** Start PROVIDED INFORMATION **
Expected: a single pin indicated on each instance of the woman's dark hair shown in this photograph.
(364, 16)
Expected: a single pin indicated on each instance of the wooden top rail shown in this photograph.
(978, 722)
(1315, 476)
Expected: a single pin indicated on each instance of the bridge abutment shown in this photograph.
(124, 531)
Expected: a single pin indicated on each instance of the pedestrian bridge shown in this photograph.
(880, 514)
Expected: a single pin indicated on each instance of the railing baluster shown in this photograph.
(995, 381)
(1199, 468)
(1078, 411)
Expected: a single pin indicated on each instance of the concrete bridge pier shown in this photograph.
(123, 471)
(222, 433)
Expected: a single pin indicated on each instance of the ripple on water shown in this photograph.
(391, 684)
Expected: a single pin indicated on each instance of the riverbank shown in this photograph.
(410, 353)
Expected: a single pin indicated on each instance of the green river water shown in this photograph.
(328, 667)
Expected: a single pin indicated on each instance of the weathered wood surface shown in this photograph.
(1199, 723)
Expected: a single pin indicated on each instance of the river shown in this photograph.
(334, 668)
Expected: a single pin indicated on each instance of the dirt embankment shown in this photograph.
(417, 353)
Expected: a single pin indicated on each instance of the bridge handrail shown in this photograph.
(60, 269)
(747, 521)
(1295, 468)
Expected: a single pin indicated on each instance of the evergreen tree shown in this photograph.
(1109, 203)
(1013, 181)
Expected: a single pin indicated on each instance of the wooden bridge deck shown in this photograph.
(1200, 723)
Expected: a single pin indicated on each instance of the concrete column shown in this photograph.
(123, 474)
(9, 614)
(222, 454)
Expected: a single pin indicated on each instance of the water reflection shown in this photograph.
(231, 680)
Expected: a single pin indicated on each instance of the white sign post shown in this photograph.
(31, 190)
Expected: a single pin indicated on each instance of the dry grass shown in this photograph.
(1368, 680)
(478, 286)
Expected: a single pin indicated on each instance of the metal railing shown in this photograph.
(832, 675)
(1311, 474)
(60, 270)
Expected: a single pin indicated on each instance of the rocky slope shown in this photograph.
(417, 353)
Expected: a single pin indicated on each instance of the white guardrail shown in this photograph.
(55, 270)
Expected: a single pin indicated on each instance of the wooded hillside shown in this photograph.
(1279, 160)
** End PROVIDED INFORMATION **
## YOUR TASK
Render as a JSON list of strings, one string per line with blank lines left out, the lines of the records starting at the line that contains "column shown in this photograph." and ending at the last line of the records.

## EXERCISE OUTPUT
[
  "Expected: a single pin indicated on each instance of the concrete column shown in this photograph.",
  "(123, 474)",
  "(9, 614)",
  "(222, 454)",
  "Expected: a single pin indicated on each instance of the water reflection shown in this photograph.",
  "(231, 680)",
  "Expected: a single pin indicated on each instance of the white sign post shown in this photograph.",
  "(31, 190)",
  "Expected: a single pin indicated on each instance of the dry grass shown in this photograph.",
  "(1368, 680)",
  "(478, 286)",
  "Expected: a single pin indicated on each instance of the metal railing shown in this photograph.",
  "(832, 675)",
  "(1311, 474)",
  "(60, 270)",
  "Expected: a single pin indicated on each instance of the rocky slope shown in this photograph.",
  "(417, 353)",
  "Expected: a single pin indicated on each instance of the white guardrail shown in this photograph.",
  "(55, 270)",
  "Expected: a single pin indicated on each instance of the wooded hillside shown in this photograph.",
  "(1279, 160)"
]